Could you render all the entries below as a numbered list, dropping blank lines and leaving the pictures out?

(Entries for pointing at named objects)
■ ■ ■ ■ ■ ■ ■
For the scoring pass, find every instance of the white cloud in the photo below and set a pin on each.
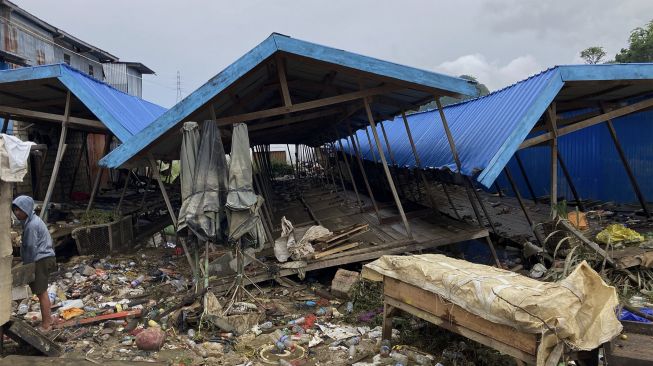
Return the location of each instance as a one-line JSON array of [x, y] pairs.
[[492, 73]]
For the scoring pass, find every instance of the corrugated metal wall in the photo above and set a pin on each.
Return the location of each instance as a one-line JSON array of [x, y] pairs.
[[593, 162]]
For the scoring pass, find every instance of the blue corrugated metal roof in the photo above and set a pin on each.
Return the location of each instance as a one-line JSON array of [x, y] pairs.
[[273, 44], [123, 114], [487, 131]]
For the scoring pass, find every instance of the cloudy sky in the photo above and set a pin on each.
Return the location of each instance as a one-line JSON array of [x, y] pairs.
[[498, 41]]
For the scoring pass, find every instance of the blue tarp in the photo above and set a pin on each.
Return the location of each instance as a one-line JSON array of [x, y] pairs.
[[123, 114]]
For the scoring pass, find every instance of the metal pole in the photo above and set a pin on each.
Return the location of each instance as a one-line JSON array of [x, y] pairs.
[[363, 173], [392, 159], [386, 170], [351, 176], [525, 176], [98, 176], [521, 203], [454, 152], [563, 166], [629, 171]]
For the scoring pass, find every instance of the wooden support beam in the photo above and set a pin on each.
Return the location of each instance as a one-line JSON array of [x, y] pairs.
[[246, 117], [351, 176], [388, 176], [626, 164], [50, 117], [648, 103], [98, 176], [553, 129], [466, 180], [57, 160], [283, 83], [359, 159], [570, 182]]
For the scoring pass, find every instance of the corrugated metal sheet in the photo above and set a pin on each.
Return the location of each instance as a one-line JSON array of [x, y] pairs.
[[481, 128], [123, 114], [593, 162]]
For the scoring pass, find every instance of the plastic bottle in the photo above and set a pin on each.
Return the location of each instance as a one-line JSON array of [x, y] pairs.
[[385, 348], [297, 321], [352, 352], [138, 281]]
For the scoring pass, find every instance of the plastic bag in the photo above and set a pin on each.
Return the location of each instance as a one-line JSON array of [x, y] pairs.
[[617, 233]]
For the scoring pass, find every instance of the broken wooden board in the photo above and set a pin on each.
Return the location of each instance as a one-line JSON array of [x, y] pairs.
[[22, 332]]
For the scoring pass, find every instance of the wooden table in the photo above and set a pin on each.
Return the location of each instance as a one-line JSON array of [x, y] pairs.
[[401, 296]]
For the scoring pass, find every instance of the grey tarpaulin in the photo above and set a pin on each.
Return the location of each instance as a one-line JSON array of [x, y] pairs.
[[187, 158], [202, 209], [242, 202]]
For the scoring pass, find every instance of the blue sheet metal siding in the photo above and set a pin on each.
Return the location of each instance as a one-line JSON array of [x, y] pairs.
[[481, 128], [124, 114], [594, 163]]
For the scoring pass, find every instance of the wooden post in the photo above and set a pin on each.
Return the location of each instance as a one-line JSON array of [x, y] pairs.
[[156, 174], [531, 224], [418, 164], [79, 162], [57, 161], [386, 170], [466, 183], [551, 121], [359, 159], [351, 176], [5, 123], [525, 176], [98, 176], [570, 182], [626, 164]]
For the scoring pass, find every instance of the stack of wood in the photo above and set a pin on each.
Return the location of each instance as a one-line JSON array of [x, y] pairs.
[[338, 241]]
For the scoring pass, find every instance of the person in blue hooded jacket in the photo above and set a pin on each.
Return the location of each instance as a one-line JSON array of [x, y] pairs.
[[36, 247]]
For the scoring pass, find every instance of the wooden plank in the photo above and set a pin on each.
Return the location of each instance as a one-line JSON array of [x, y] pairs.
[[388, 176], [51, 117], [57, 161], [588, 123], [246, 117], [457, 316], [21, 331], [283, 82], [336, 250]]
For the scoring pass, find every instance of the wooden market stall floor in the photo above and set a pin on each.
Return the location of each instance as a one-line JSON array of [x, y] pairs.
[[338, 210]]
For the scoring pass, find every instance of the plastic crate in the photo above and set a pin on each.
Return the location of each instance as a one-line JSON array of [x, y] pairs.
[[104, 239]]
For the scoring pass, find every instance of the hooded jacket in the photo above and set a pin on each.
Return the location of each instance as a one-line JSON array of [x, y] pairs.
[[36, 240]]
■ ■ ■ ■ ■ ■ ■
=== The reply ===
1. For the scoring pass, find every instance of the white cloud in the photo below and set a pin on each.
2. Return the location of each instance as a one-line JSON array of [x, y] pairs.
3. [[492, 73]]
4. For the scoring pass, find every instance of the corrugated metal wall in the photo above and set a pin on each.
5. Return the location of each instance as a one-line JSON array of [x, y] pairs.
6. [[593, 162]]
7. For the scoring pass, find every instance of the blue corrugated metal roof in the photo above and set a pin on each.
8. Return the location of each instance as a one-line JSON array of [x, y] pairs.
9. [[273, 44], [123, 114], [487, 131]]
10. For the scoring pass, find every instance of the cloudy sky in the photo above and set a pin on each.
11. Return the location of each instance as a one-line JSON array of [x, y] pairs.
12. [[498, 41]]
13. For the scoring pass, find every instance of the blue tarp in the photo above and set a pin on each.
14. Return the location of each instance as a one-line JSON array of [x, y] pairs.
15. [[123, 114]]
16. For the scoring pass, find every instance of the metal pole in the photo above and set a pin on each.
17. Return the location of each instance as a one-line JSON array of [x, y] pairs.
18. [[363, 173], [392, 159], [386, 170], [351, 176], [525, 176], [98, 176], [521, 203], [454, 152], [563, 166], [629, 171]]
19. For the scoring pass, find every instance of the wooden support beam in the photo above and set a pin on each.
20. Return the location of each instance as a one-line JSON array of [x, y] pairs.
21. [[246, 117], [351, 176], [388, 176], [626, 164], [50, 117], [648, 103], [98, 176], [553, 129], [466, 180], [57, 160], [283, 83], [359, 159], [570, 182]]
22. For the scoring pass, find every instance of the corrugated metal sheet in the photo above and set a pin on each.
23. Return the location of each instance as a one-line JSON array of [x, y] pairs.
24. [[481, 128], [123, 114], [593, 162]]
25. For the scoring pass, find every instance of the plastic bottle in the photo above and set a pin on each.
26. Return the location of each instance as a one-line JSON array of [x, y] pairs.
27. [[385, 348], [297, 321], [352, 352], [138, 281]]
28. For the scoring pass, find every instance of the plastic bag in the photo above and set a pin on each.
29. Return the location of each instance as a one-line JSON array of [x, y] pairs.
30. [[617, 233]]
31. For the scoring pass, find every instance of the broken wooden board in the photo above and set a pin on each.
32. Return the location of each instance as a one-line JSON array of [x, y] pairs.
33. [[22, 332]]
34. For the scoring pass, find every instance of the wooden table in the photo above and set a pin on each.
35. Return the location of each instance as a one-line JSON array of [x, y] pairs.
36. [[401, 296]]
37. For the scoring pass, find every instance of the grey tarpaulin in the photo above and set a pin on each.
38. Return the location of each instance as a one-line JSON array of [x, y] pairs.
39. [[187, 158], [202, 209], [242, 202]]
40. For the scoring pass, find every instance of the blue sheet metal siding in the photo above and set a pin on each.
41. Return the location of each instance as a one-line JSON array of [x, y] pairs.
42. [[481, 128], [124, 114], [594, 163]]
43. For the scoring pass, find every instance of the wooden post in the photo above and set a pin on each.
44. Return the location of each instance as a one-line JSON array of [x, y] pairs.
45. [[156, 174], [531, 224], [418, 164], [79, 162], [57, 161], [386, 170], [466, 183], [551, 121], [359, 159], [351, 176], [5, 123], [525, 176], [98, 176], [570, 182], [626, 164]]
46. For the scoring pass, find every instance of the stack of wood in the photo above and set a pin on each.
47. Return the location of each instance as a one-line JSON array of [x, y] pairs.
48. [[338, 241]]
49. For the scoring pass, find every instance of the person in blue hooded jacket in the photo above and set a pin on each.
50. Return the location of each instance as a one-line JSON array of [x, y] pairs.
51. [[36, 247]]
52. For the scoring pass, find every instance of the wooden plank in the photo above and set a pin on each.
53. Return the location of each instance as a one-line JSON array of [x, y] pairs.
54. [[388, 176], [51, 117], [57, 161], [588, 123], [246, 117], [457, 316], [21, 331], [283, 82], [336, 250]]
55. For the scoring pass, find every instance of the wooden market stall floor in the photo above and set a pin on each.
56. Return the location of each instance as a one-line JSON array of [x, y] pairs.
57. [[338, 210]]
58. For the scoring pass, find every instance of the plastic crate in the photo above and set a pin on each.
59. Return the location of each instance as a one-line JSON array of [x, y] pairs.
60. [[104, 239]]
61. For the scoring pass, find every instance of the hooded jacket in the photo above and set a pin on each.
62. Return the location of each instance as a one-line JSON array of [x, y] pairs.
63. [[36, 240]]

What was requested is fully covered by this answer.